--- TASK TO COMPLETE ---
In the records below, take the part that opens with the line containing "Where can the black" and runs through the end of the records, and give it as a JSON list of strings, one string per line, with blank lines left out.
─── RECORDS SUPPLIED
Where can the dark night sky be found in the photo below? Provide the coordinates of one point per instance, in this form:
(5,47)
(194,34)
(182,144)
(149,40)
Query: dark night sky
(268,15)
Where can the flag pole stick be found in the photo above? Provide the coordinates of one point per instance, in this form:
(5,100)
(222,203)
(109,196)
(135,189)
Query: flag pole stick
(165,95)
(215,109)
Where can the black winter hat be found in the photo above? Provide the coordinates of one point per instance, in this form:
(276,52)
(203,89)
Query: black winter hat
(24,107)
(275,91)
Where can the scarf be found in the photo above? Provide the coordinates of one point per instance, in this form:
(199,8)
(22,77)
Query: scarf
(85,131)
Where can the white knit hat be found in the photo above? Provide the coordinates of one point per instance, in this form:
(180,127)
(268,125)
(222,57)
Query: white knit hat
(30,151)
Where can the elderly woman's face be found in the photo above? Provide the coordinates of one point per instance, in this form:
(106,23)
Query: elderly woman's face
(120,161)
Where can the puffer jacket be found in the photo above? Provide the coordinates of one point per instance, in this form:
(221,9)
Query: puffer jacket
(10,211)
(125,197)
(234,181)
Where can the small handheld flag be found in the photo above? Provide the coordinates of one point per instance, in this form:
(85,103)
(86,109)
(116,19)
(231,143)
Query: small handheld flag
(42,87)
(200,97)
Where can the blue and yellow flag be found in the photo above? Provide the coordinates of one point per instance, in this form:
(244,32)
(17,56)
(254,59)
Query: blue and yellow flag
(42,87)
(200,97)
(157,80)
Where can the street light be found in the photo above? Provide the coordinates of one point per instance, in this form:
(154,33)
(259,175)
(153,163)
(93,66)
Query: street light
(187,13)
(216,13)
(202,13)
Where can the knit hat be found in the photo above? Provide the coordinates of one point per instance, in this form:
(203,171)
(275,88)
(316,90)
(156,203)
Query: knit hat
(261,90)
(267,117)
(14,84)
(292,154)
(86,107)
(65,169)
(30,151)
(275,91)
──────
--- RESULT FOR THIS TASK ---
[
  "Where can the black winter hat be found in the photo above? Provide the coordinates of one point per instance, in this form:",
  "(276,52)",
  "(203,89)",
  "Query: black winter hat",
  "(24,107)",
  "(275,91)",
  "Where can the scarf be found in the photo above? Provide the coordinates of one point per instance, in this form:",
  "(199,8)",
  "(22,77)",
  "Query: scarf",
  "(85,131)",
  "Where can the white knit hat be found in the photo above? Provide the coordinates of one point per instance, in this form:",
  "(180,127)",
  "(268,125)",
  "(222,57)",
  "Query: white knit hat",
  "(30,151)",
  "Where can the elderly woman's face be found in the photo above? Provide the coordinates of one point per instance, in this form:",
  "(106,23)",
  "Query: elderly woman's face",
  "(120,161)",
  "Where can the puffer jacket be found in the photo above? Provide the coordinates of one point per instance, in this form:",
  "(221,9)",
  "Query: puffer jacket",
  "(10,211)",
  "(125,197)",
  "(234,181)",
  "Where can the small handheld flag be found in the photo above? Provide the coordinates of one point per instance, in this form:",
  "(85,103)",
  "(86,109)",
  "(116,19)",
  "(231,143)",
  "Query: small handheld flag",
  "(42,87)",
  "(200,97)",
  "Where can the blue and yellow flag be found in the photo above? Provide the coordinates of one point per instance, in this form:",
  "(244,32)",
  "(17,56)",
  "(254,59)",
  "Query: blue and yellow flag",
  "(42,87)",
  "(200,97)",
  "(157,80)",
  "Where can the street light be found in the photo above? Provide the coordinates of one point per instance, in this form:",
  "(154,33)",
  "(259,175)",
  "(153,163)",
  "(93,66)",
  "Query: street light",
  "(187,13)",
  "(216,13)",
  "(202,13)",
  "Where can the knit hat be found in the photo above? Provide the coordinates of one point per instance, in this form:",
  "(203,171)",
  "(275,88)",
  "(316,90)",
  "(156,203)",
  "Query: knit hat",
  "(261,90)",
  "(267,117)",
  "(14,84)",
  "(292,154)",
  "(86,107)",
  "(65,169)",
  "(30,151)",
  "(275,91)"
]